*Instruksi tertulis*:
Terjemahkan kalimat "Secara bahan, tiang buatan Kalijaga kuat menyangga atap joglo susun tiga." dari teks tentang tiang soko Kalijaga ke dalam bahasa Inggris.

*Teks sumber*:

• • • •

Bhiksu “Soko Tatal” Keturunan Sunan Kalijaga
Berdasarkan Carita Lasem & Sabda Badra Santi (Mbah Guru: 1985) dikisahkan, bahwa salah satu keturunan Mpu Santi Badra yang bernama Santi Kusuma, kelak di kemudian hari dikenal sebagai Kalijaga. Pada suatu ketika, di saat para wali sangha mendirikan masjid di Demak. Kalijaga menyumbangkan sebuah tiang soko unik untuk melengkapi sejumlah tiang yang diperlukan.
Tiang soko buatan Kalijaga terbuat dari kepingan-kepingan kayu jati atau tatal (jawa), yang disatukan. Secara bahan, tiang buatan Kalijaga kuat menyangga atap joglo susun tiga. Juga tahan gempa dan terpaan angin yang kencang. Namun di balik itu, terdapat filosofi bernilai tinggi dari “tatal” tiang soko karya Kalijaga.

• • • •

*Data yang diberikan*:
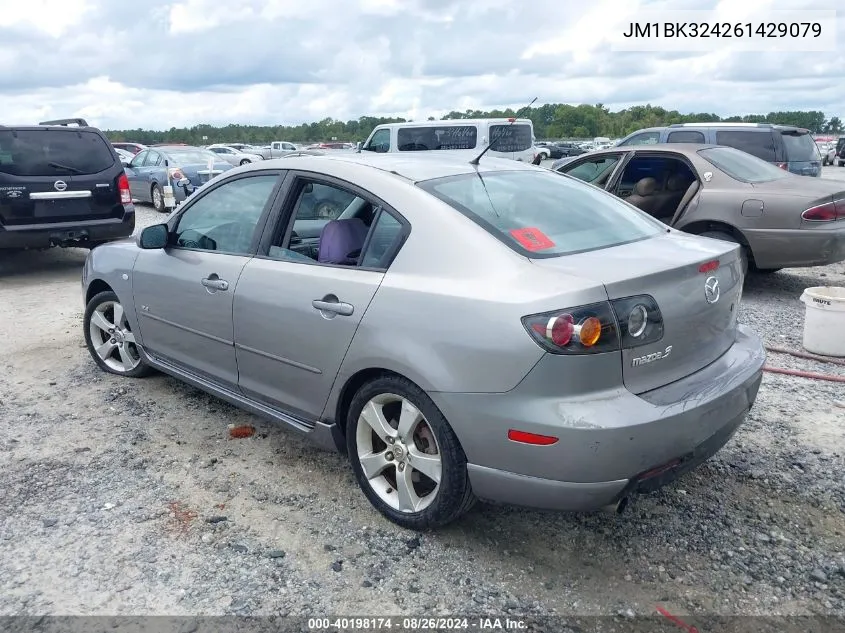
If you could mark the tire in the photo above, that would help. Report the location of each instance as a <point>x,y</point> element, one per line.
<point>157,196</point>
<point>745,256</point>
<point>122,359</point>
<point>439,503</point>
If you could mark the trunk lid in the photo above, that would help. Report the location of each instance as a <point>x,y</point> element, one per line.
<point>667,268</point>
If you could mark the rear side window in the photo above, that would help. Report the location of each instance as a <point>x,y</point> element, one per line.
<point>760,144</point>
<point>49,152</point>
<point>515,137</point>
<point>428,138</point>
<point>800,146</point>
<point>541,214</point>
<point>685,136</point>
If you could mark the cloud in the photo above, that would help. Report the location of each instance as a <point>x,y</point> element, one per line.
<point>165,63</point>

• • • •

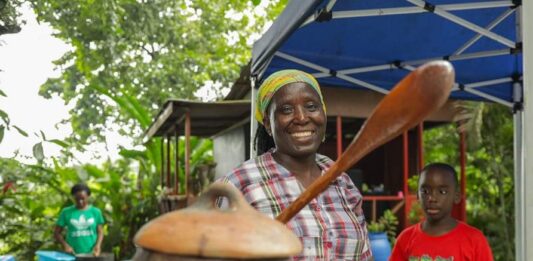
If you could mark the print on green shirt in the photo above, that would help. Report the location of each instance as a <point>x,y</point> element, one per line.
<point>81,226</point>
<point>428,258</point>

• • • •

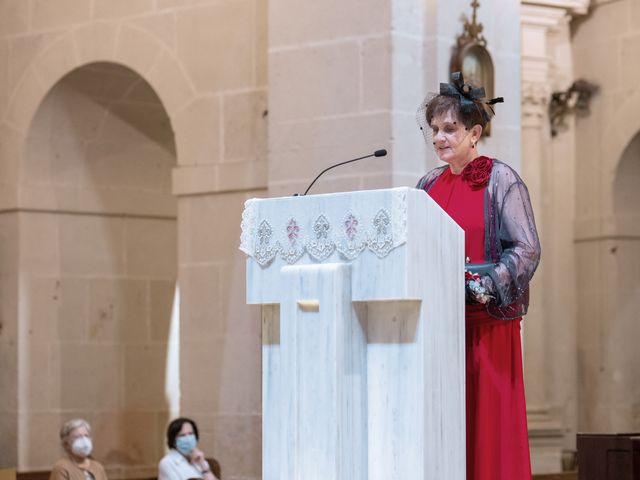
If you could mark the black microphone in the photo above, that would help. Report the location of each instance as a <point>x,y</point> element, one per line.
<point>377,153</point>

• • • •

*Hasil tugas*:
In terms of material, the pillar made by Kalijaga is strong enough to support a three-tiered joglo roof.